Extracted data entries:

Content starts

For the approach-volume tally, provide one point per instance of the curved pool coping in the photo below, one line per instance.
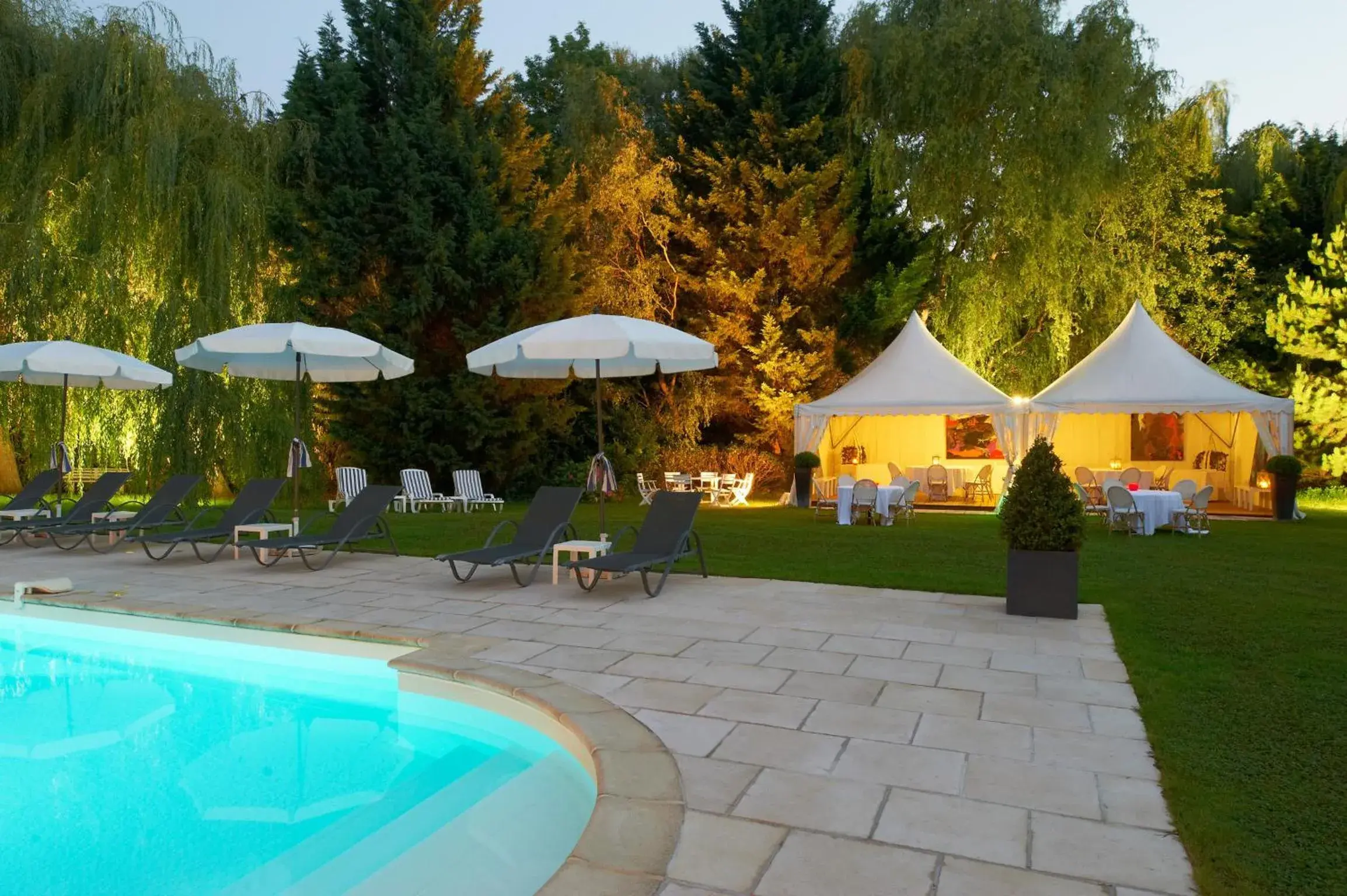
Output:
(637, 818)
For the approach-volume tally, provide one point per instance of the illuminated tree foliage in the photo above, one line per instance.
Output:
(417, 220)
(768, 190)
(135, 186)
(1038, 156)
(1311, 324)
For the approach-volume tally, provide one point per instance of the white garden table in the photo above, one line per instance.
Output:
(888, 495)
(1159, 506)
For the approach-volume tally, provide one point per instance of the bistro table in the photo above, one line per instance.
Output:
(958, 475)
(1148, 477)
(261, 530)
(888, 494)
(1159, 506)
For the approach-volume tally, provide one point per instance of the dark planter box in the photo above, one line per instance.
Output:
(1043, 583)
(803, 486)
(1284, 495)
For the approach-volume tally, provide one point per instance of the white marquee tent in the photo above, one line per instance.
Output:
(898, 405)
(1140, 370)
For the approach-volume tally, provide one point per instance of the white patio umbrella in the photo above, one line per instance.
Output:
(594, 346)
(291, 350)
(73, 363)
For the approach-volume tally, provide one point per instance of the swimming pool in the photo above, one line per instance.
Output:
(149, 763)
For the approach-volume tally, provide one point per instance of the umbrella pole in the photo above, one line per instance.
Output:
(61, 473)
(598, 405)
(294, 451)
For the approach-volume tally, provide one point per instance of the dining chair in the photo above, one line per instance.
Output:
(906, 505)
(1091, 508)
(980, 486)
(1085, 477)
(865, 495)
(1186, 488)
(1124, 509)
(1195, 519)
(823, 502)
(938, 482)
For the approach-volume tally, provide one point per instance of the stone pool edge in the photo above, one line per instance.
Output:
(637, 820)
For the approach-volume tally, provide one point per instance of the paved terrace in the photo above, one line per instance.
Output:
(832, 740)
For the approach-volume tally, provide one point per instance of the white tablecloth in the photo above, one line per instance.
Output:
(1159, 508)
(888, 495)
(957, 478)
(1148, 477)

Content ends

# Prompt:
Find "of the paved" in the records. Copy its line and every line after it, exactly, through the last one.

# Exercise solution:
For the approach-volume tally, provide one point per instance of the paved terrace in the photo above, one line per instance.
Output:
(832, 740)
For the approach-volume tally, provide one point per instance of the white tablecloth in the photo above, one line per instance.
Output:
(1159, 508)
(888, 495)
(957, 478)
(1148, 477)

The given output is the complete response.